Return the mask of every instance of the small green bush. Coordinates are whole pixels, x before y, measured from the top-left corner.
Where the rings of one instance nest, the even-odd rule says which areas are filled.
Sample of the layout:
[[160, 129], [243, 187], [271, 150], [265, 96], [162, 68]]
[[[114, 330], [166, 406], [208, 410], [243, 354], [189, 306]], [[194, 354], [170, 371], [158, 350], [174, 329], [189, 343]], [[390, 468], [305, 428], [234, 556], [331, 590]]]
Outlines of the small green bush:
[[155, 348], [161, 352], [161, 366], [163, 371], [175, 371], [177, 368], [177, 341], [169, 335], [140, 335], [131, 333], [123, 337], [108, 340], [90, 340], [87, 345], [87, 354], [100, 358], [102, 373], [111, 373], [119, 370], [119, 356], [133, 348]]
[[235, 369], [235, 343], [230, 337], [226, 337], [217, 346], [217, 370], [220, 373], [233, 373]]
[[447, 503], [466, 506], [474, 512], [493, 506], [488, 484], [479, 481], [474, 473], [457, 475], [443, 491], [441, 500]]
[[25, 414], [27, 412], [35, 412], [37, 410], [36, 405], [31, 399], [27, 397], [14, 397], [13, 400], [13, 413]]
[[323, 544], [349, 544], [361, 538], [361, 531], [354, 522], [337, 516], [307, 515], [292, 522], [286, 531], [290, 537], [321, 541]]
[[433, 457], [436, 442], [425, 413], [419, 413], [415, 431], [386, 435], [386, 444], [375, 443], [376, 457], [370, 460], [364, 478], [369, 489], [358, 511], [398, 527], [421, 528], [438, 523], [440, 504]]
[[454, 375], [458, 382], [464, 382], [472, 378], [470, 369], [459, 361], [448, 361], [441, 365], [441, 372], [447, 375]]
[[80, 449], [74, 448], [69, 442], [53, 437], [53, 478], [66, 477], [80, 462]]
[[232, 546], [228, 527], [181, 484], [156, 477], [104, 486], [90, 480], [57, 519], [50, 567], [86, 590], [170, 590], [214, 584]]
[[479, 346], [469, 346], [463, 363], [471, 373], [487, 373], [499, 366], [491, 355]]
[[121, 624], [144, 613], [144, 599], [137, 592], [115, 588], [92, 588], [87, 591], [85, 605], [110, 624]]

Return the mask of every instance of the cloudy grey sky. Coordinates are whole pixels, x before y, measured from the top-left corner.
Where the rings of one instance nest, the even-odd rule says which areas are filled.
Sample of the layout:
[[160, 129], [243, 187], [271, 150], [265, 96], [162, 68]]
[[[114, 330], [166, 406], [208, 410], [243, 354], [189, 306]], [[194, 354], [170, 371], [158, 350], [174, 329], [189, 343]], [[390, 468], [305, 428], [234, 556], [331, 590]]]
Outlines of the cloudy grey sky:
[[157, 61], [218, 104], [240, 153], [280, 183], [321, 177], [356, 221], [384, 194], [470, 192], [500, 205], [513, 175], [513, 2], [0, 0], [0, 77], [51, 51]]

◆ **GIVEN EXERCISE**
How many of the rows above contain the word "from"? Reply with the number alone.

◆ **EXERCISE RESULT**
2